> [Task requirements]:
Give a faithful, exact copy of all entries, minus the images.

Image-grounded pointing data
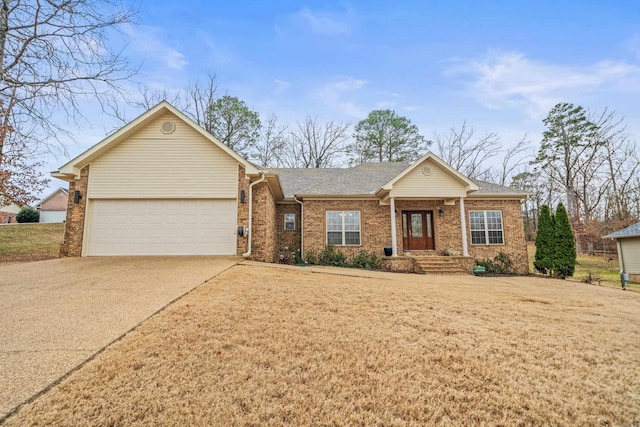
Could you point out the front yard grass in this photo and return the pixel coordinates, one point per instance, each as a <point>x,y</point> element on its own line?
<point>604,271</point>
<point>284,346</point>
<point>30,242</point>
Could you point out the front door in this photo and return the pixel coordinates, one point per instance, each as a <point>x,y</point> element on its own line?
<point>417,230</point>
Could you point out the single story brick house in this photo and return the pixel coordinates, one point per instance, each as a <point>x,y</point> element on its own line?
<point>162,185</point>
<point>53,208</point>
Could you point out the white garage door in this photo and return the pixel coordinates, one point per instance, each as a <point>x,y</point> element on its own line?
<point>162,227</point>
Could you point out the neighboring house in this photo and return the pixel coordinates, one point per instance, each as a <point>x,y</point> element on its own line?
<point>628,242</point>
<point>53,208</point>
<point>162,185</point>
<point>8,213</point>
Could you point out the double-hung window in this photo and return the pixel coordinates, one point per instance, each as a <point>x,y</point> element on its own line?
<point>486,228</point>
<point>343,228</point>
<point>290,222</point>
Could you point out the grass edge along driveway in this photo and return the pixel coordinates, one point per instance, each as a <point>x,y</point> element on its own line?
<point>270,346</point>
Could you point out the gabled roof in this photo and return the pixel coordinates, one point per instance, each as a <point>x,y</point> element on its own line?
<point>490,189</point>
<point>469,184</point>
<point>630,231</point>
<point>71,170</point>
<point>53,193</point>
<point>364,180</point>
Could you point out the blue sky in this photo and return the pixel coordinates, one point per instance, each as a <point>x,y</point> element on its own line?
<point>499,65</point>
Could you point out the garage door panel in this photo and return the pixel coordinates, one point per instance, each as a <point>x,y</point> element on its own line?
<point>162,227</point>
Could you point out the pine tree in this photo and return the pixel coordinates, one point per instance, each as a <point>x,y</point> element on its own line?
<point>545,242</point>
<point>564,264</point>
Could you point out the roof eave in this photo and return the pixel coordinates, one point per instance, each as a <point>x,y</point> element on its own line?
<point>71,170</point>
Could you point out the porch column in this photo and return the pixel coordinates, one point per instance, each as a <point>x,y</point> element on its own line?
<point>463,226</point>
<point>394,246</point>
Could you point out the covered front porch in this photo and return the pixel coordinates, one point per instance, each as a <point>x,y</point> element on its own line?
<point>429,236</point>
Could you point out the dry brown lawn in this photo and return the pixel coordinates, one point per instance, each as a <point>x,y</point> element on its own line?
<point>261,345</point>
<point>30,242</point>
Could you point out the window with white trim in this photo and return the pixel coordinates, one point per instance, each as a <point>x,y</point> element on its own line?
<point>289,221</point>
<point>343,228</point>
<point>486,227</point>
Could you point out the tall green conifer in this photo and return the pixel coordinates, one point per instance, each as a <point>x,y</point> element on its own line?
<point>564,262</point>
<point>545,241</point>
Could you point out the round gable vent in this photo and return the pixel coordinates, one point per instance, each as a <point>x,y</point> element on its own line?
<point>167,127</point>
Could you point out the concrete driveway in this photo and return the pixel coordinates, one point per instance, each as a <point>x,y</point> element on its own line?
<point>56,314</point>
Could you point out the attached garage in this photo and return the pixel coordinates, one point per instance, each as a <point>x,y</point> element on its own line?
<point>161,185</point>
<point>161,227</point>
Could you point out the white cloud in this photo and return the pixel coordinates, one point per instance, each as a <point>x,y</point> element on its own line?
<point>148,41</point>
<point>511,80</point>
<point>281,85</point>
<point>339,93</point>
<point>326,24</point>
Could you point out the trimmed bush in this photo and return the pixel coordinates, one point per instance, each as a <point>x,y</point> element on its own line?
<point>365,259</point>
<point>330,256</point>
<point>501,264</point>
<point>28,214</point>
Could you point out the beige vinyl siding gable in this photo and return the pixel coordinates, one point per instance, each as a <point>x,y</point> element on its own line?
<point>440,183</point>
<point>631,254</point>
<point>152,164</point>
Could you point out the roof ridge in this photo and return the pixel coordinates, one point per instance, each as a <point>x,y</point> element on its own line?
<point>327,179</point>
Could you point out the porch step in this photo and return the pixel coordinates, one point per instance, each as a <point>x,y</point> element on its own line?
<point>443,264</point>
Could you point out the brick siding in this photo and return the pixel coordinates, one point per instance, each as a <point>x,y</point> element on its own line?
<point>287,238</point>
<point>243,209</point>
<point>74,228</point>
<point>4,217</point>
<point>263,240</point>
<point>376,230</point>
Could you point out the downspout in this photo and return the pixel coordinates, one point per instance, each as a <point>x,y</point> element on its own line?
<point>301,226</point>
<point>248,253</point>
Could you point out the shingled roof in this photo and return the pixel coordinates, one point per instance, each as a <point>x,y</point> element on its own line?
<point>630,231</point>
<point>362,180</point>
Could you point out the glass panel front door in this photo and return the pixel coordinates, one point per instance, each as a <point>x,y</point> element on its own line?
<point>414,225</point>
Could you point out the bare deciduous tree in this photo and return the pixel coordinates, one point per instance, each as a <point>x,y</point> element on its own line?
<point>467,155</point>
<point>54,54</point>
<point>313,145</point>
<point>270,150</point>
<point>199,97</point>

> [Solved problem]:
Could you point out the front yard grass in this photo and return the pixel coordinates, one point per instance, each as a <point>x,y</point> element on its own line?
<point>604,271</point>
<point>284,346</point>
<point>30,242</point>
Could you point out the front door in this photo and return the pixel coordinates, one point per instance, each as a <point>x,y</point> element on its own line?
<point>417,230</point>
Could you point out the single story brick house in this photo and return the pixel coordinates, one point per instance, each as a <point>x,y</point> element on its own line?
<point>162,185</point>
<point>53,208</point>
Could you point out the white garage door in this photo and return the pixel coordinates, one point per instance, each as a <point>x,y</point> element on its own line?
<point>162,227</point>
Could you point out the neighboring house in this photo and return the pixel coordinates, one point per instance, each as a <point>x,y</point> element on its own line?
<point>628,242</point>
<point>53,208</point>
<point>162,185</point>
<point>8,213</point>
Could you point out the double-hung window in this photo and return the pixel coordinates, one point per instance, each as a <point>x,y</point> element on its own line?
<point>486,228</point>
<point>343,228</point>
<point>290,222</point>
Could you point out the grass edge along driveway in this photo and return the pixel coordinates, one point per instance, each as a <point>x,y</point> element on its own line?
<point>270,346</point>
Could you point out the gabled roof in this photo and return the pixel coordinates, one point per instance, each as a <point>x,y</point> element on its own line?
<point>490,189</point>
<point>469,184</point>
<point>630,231</point>
<point>71,170</point>
<point>53,193</point>
<point>364,180</point>
Could you point out the blue sky in this photo and return the pixel coordinates, one point per instance, each as a <point>x,y</point> element on its own line?
<point>499,65</point>
Could you point out the garage door panel in this photo and return the pixel coordinates, one point per instance, each as a <point>x,y</point> element on its own line?
<point>162,227</point>
Could you point out the pine tree in this photo and return the pixel coordinates, one point per instance, each as a <point>x,y</point> element on its own line?
<point>545,242</point>
<point>564,264</point>
Could you point out the roof eave in this photo and return the pixel coordinates, one point per instance, each as a <point>x,y</point> element on its own line?
<point>71,170</point>
Could you point out the porch column in this photo and return the pixel coordinates, one point per instance, each as a <point>x,y</point> element on its own line?
<point>463,226</point>
<point>394,246</point>
Could you point out the covered front porch in this photo and return the pixel coordinates, one point per instance, each as a <point>x,y</point> element on its own line?
<point>429,236</point>
Could you point out the dry brown lawn in this photo and return the pixel coordinates, one point per instance, each as a <point>x,y</point> element on its own line?
<point>261,345</point>
<point>30,242</point>
Could you point out the window with white trim in this photo and return the pixel coordinates, one point per instance, each as a <point>x,y</point> element on its own line?
<point>289,221</point>
<point>343,228</point>
<point>486,227</point>
Could you point out the tall green conifer in this photo and return the pixel coordinates, one point per instance, each as a <point>x,y</point> element on its own line?
<point>564,262</point>
<point>545,241</point>
Could you point out the round gable vent in this photo and return the pixel coordinates, one point per instance, each as a <point>x,y</point> element on its own line?
<point>167,127</point>
Could you point out the concrete driveway in this photo and return the pixel coordinates, one point per instance, each as a <point>x,y</point> element on its own line?
<point>56,314</point>
Could you point out the attached garage in this photo and return the pixel coordinates, one point per instance, each as a <point>x,y</point> element on its own line?
<point>161,185</point>
<point>161,227</point>
Could you point out the white cloud in this photo and return the pixel coordinates, one point per instance, each as a <point>x,y</point> element on its own line?
<point>148,41</point>
<point>511,80</point>
<point>281,85</point>
<point>339,93</point>
<point>326,24</point>
Could you point out the trimmed bush in this photo and return the pixel coordinates, one point per instance, each as a <point>x,y</point> element on its own line?
<point>365,259</point>
<point>330,256</point>
<point>501,264</point>
<point>28,214</point>
Could you point out the beige vinyl siding gable in this photo and return the pixel coordinates, one point per instance, each as a <point>x,y</point> element on its own line?
<point>440,183</point>
<point>631,254</point>
<point>152,164</point>
Could you point out the roof ridge in this photo and return the pixel coordinates, one point per instance, each as a <point>x,y</point> element on its own line?
<point>327,179</point>
Could you point out the porch step in this photo and return the pixel coordinates, one point per instance, each as a <point>x,y</point> element on its own line?
<point>443,264</point>
Could you point out the brick siding in this photo and return the pixel coordinates, one point per instance, each as a <point>x,y</point> element on its own line?
<point>287,238</point>
<point>243,209</point>
<point>74,228</point>
<point>4,217</point>
<point>263,240</point>
<point>376,230</point>
Could you point out the downspout in this photo and return the pixel coordinates, one point per instance, each as a <point>x,y</point> element on its own line?
<point>301,226</point>
<point>248,253</point>
Could you point out the shingled roof in this photo and return the pixel coordinates, one point per instance, each as a <point>x,y</point> element on its own line?
<point>630,231</point>
<point>362,180</point>
Could you point out the glass panel front door in this photo and return the pixel coordinates, one point per instance, each as a <point>x,y</point> element on its own line?
<point>414,225</point>
Could you point out the bare deciduous tree in this photo and return the pixel coordinates, one point per instance, each as a <point>x,y</point> element on its own line?
<point>467,155</point>
<point>54,54</point>
<point>313,145</point>
<point>270,150</point>
<point>199,97</point>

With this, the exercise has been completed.